### [To do]
An exact transcription of the entries is required, with none of the pictures carried over.

Records drawn from a dataset

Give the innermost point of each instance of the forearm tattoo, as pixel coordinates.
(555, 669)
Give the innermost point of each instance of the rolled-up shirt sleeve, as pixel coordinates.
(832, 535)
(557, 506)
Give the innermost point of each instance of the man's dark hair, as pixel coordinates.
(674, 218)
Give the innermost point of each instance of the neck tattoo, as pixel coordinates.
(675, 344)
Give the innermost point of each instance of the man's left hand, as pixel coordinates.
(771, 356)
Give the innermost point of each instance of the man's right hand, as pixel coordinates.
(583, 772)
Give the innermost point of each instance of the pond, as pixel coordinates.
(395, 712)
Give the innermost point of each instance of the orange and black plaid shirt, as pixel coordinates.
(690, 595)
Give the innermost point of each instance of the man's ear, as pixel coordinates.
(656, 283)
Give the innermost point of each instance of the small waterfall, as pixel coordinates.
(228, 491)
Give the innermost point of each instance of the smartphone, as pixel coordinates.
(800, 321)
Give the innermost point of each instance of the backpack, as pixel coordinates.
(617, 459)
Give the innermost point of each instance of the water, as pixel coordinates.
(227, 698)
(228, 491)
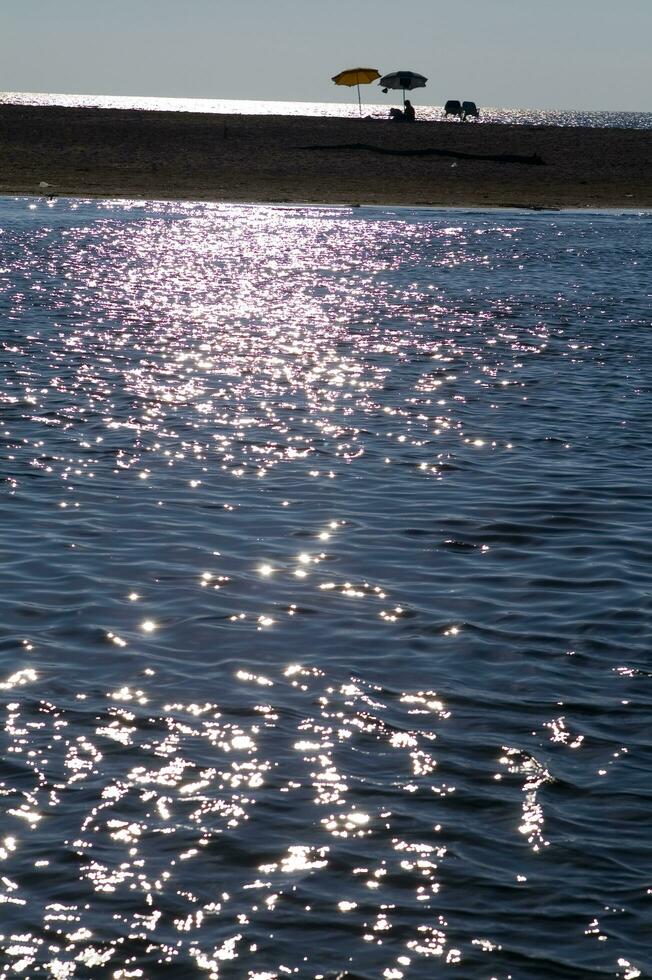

### [Answer to the exercise]
Give the innermost point of each instance of the forearm tattoo, as pixel coordinates.
(555, 669)
Give the innermost point of each instance of the rolled-up shirt sleeve, as pixel coordinates.
(832, 535)
(557, 506)
Give the innermost point of each instance of the man's dark hair, as pixel coordinates.
(674, 218)
Give the innermost point of each instance of the neck tattoo, as pixel coordinates.
(675, 344)
Give the innermost point of each instance of the man's left hand, as pixel coordinates.
(771, 356)
Give the innermost point of each instance of the man's right hand, as pixel coordinates.
(583, 772)
Give the innermost point of each instance of the pond, as pixel coordinates.
(395, 712)
Give the innermost point of each instance of the orange and black plaid shirt, as pixel coordinates.
(690, 595)
Give the innermost point of each instance of the man's ear, as pixel coordinates.
(656, 283)
Give the innermost point of each instance of the small waterfall, as pixel coordinates.
(228, 491)
Give the innermost point of each instance of the smartphone, as pixel coordinates.
(800, 321)
Give the innermost point of each instance of the backpack, as pixel coordinates.
(617, 459)
Give the innermost point of each instance of the water, as pixel coordinates.
(227, 698)
(228, 491)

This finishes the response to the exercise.